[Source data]
━━━━━━━━━━━━━━━━

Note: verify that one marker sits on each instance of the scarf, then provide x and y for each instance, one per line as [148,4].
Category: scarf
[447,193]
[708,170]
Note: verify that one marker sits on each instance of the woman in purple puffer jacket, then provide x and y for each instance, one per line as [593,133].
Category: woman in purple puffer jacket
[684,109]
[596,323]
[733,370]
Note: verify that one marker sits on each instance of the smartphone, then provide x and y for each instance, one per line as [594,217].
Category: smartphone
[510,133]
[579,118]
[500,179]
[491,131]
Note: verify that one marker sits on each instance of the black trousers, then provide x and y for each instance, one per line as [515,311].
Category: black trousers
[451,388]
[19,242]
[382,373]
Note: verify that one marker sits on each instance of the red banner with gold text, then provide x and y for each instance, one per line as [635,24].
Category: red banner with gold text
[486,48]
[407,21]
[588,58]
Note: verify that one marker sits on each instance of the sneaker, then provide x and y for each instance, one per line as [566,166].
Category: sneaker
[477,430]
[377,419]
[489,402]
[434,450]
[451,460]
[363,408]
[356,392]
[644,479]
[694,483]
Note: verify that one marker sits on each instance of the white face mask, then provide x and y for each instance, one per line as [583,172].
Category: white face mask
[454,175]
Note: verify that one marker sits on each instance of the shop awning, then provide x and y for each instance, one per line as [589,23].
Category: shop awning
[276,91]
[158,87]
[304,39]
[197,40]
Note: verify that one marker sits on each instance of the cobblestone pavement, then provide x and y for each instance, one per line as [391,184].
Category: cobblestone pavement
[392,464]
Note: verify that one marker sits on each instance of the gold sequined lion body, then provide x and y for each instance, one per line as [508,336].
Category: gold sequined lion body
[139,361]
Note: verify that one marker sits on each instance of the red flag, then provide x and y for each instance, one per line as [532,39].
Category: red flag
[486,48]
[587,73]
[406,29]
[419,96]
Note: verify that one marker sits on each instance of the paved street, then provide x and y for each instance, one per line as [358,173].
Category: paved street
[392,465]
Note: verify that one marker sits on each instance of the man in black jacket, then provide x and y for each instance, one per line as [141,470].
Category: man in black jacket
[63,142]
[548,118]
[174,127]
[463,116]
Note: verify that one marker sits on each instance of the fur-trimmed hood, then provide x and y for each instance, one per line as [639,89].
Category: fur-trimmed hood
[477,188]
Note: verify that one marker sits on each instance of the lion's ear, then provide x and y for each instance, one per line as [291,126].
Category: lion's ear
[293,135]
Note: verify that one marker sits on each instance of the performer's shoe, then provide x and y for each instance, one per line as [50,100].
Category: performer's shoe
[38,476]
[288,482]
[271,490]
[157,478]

━━━━━━━━━━━━━━━━

**WORK REQUIRED**
Only the lines above from the line containing "Category: sneaker" through the line containing "line as [583,172]." should be retyped, exactly and with both ends included.

**ANSWER FOR THE TASK**
Category: sneaker
[477,430]
[377,419]
[489,402]
[434,450]
[451,460]
[363,408]
[356,392]
[644,479]
[694,483]
Note: verify that one marker sits on each instance of the white face mask, then provide x and y for each instance, one per line as [583,172].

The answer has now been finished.